SHORT TASK A: In the entries below, swap "nose" for "left ear" and write them out again with nothing else changed. Please leave the pictures out of your answer.

GIVEN TEXT:
>> Begin

Wednesday, February 13, 2013

Illinois Senate Bill 1: Just Another Form of Pension Cutting

SB 1Cullerton

A Response from the We Are One Labor Coalition of Illinois

SB 1/Part A would unilaterally reduce the pension benefits of current workers and retirees in four of the five state retirement systems. Because of this, it is extremely likely that this portion of the bill will be found unconstitutional if challenged by litigation… SB1/Part B also falls far short of passing constitutional muster.

SB 1/Part A would make it impossible for retirees to keep up with rising cost-of-living in retirement. The bill freezes COLAs for current or future retirees until 2017, leaving retirees vulnerable to inflation. On top of this, the bill freezes COLAs until a retiree reaches age 67. Lastly, the bill caps COLAs to the first $25,000 in benefits for those without Social Security and $20,000 for those aligned with Social Security. In effect, the COLA caps alone would cut a retiree’s purchasing power between 28% and 31% after twenty years in retirement. All the while, senior citizens – as major consumers of health care services – are one of the most at-risk demographic groups subject to inflationary pressures.

SB 1/Part A raises employee contributions by an additional 2% of salary. Combined with other benefit cuts, this further balances Illinois’ pension debt on the workers who did not cause the problem and paid into the pension systems every paycheck.

SB 1/Part A contains a funding guarantee requiring Illinois to make its pension payments; however, this guarantee can be suspended if a court finds it significantly imperils other funding priorities – health, safety, or welfare. With that exception in place, the guarantee lacks teeth and, further, does not give employees a separate right to civil action.

If SB 1/Part A is found unconstitutional, SB 1/Part B would go into effect if Part B survives constitutional review. SB 1/Part B offers workers and retirees a coercive “choice” which also fails to pass the constitutionality test: Retirees must choose between (1) a COLA that would reduce a pension’s value by one-third twenty years into retirement or (2) elimination of access to health insurance in retirement. Active employees must choose between (1) the diminished COLA or (2) elimination of access to health insurance AND a pension freeze at current salary level.

Both parts would be exempt from collective bargaining, denying rights to Illinois workers.

At the same time that the state failed to meet its pension obligations, it repeatedly extended tax breaks to big corporations, allowing them to evade paying their fair share. Closing corporate tax loopholes must be a part of any solution to the pension crisis.

>> End

SHORT TASK B: According to the statement on Illinois Senate Bill 1, by how much does Part A raise employee contributions?

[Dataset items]
>> Begin

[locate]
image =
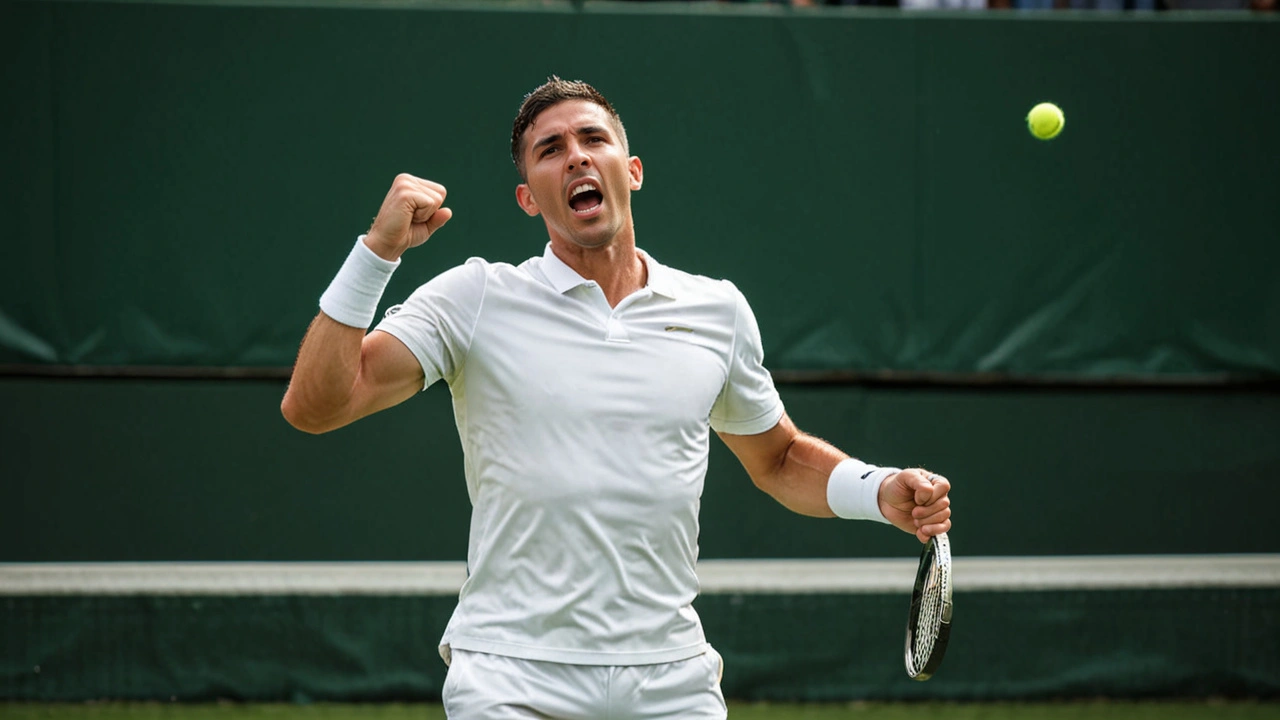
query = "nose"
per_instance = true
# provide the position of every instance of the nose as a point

>> End

COMPLETE OUTPUT A:
[locate]
image =
query = "left ear"
per_instance = true
# provide the position of every instance of the left ear as a point

COMPLETE OUTPUT B: By an additional 2% of salary.